## TASK DETAILS
Could you give these lines again with "black sheep" changed to "dark sheep" and everything else left as it is?

------------------------

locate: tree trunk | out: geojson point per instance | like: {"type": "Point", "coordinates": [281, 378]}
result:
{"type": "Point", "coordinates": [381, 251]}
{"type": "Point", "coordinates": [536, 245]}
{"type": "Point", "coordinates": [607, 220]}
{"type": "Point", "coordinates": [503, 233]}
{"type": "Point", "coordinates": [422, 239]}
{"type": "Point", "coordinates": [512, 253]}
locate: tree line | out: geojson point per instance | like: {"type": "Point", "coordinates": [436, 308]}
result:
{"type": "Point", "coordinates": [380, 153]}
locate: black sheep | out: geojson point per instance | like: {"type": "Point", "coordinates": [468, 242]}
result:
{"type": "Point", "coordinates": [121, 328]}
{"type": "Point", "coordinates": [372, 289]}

------------------------

## ANSWER TO THIS EXERCISE
locate: tree trunk | out: geojson point per instance | like: {"type": "Point", "coordinates": [281, 378]}
result:
{"type": "Point", "coordinates": [381, 251]}
{"type": "Point", "coordinates": [536, 245]}
{"type": "Point", "coordinates": [607, 220]}
{"type": "Point", "coordinates": [503, 233]}
{"type": "Point", "coordinates": [422, 239]}
{"type": "Point", "coordinates": [512, 253]}
locate: tree line | out: geojson point per instance | like: {"type": "Point", "coordinates": [436, 308]}
result:
{"type": "Point", "coordinates": [380, 153]}
locate: dark sheep | out: geojson point per instance | like: {"type": "Point", "coordinates": [468, 242]}
result:
{"type": "Point", "coordinates": [121, 328]}
{"type": "Point", "coordinates": [372, 289]}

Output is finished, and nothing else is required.